» WHAT YOU WILL DO
The line containing "# report the position of each instance of the grass" marks where copying starts, so set down that line and each one after it exactly, through the end of the records.

# # # # #

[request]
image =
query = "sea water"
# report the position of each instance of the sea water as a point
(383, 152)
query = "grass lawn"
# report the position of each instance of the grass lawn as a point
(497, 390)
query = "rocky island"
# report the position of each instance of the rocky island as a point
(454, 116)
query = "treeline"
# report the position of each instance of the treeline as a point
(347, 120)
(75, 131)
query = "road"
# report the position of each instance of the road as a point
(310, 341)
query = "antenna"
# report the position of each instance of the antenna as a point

# # # # #

» YOUR RESPONSE
# report the position of each instance of the grass lawn as a point
(497, 390)
query = "rocky island"
# report the position of each instance of the rocky island as a point
(454, 116)
query = "treeline"
# report the position of each instance of the treeline as a point
(347, 120)
(75, 131)
query = "road"
# report the position of each instance of the road as a point
(310, 341)
query = "antenna"
# report the position of each instance of the antenna as a point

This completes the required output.